#### SHORT PROBLEM:
Please count the lines in the records below that contain the string "pixels", with case mattering. Reply with only the number.

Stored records
———
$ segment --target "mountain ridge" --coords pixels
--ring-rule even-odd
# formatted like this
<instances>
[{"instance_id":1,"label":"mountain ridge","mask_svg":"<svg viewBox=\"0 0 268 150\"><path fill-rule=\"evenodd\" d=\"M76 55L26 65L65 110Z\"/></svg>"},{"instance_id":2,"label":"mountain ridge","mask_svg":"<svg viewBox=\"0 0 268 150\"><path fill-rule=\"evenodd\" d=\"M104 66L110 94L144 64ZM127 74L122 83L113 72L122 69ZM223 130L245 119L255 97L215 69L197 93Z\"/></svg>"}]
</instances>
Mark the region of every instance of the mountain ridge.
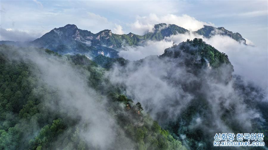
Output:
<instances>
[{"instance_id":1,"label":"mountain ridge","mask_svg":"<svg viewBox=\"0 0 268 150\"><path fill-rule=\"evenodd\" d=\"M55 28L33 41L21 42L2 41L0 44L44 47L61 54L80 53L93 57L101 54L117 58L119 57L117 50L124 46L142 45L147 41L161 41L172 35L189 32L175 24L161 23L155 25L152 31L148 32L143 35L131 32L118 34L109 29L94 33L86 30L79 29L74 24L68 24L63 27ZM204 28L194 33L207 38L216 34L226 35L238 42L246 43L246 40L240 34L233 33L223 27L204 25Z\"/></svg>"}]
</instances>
———
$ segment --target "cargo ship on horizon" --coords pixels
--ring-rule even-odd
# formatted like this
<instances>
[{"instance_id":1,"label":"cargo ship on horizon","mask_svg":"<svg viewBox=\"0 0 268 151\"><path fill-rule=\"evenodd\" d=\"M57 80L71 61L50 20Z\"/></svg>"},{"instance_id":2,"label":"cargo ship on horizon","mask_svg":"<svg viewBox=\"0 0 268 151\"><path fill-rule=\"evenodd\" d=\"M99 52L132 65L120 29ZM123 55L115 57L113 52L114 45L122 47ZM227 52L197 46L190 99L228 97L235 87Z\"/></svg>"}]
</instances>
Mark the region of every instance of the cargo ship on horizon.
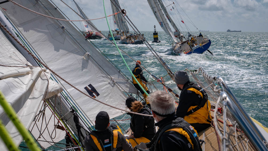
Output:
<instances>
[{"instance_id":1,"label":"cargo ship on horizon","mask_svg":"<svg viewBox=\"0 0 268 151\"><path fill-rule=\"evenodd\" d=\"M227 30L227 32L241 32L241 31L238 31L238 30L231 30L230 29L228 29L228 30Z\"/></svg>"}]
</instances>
———
#### EXPECTED ANSWER:
2